Segment Start: Provided material

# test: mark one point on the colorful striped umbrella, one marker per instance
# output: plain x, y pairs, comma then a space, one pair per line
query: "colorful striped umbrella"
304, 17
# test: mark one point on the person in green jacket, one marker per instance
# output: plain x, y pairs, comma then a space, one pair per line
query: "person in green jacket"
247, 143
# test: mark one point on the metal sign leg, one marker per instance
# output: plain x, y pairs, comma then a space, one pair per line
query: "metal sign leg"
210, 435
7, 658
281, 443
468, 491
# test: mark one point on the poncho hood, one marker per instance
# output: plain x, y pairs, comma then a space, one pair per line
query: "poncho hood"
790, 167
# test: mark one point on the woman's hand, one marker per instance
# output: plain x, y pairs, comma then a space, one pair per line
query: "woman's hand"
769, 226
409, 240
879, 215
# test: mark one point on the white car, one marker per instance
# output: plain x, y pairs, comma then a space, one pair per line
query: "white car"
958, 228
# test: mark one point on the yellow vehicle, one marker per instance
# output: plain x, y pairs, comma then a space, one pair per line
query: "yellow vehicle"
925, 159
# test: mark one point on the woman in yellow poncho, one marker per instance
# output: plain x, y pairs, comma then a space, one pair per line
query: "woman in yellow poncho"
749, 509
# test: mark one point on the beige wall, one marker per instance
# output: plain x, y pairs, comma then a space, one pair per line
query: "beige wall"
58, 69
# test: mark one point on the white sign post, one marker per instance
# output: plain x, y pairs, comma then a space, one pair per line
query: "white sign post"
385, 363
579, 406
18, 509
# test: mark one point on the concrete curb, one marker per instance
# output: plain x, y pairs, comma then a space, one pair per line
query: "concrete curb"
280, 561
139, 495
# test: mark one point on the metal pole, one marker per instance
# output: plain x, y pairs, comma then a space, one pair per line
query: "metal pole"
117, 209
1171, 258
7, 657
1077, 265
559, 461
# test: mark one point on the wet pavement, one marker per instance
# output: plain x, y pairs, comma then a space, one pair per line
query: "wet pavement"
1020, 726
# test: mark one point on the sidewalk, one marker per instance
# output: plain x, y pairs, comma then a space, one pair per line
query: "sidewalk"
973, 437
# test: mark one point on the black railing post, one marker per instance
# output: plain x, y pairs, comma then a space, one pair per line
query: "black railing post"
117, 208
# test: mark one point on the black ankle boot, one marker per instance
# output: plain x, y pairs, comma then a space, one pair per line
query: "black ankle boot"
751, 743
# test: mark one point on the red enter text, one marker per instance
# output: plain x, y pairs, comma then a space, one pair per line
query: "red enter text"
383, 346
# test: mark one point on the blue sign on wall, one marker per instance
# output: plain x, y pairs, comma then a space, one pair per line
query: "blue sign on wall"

Segment End: Provided material

Filter the data down to the lines that contain the string "blue", and copy them.

» **Completed task**
# test: mark one point on the blue sign on wall, one marker per instance
query: "blue sign on wall"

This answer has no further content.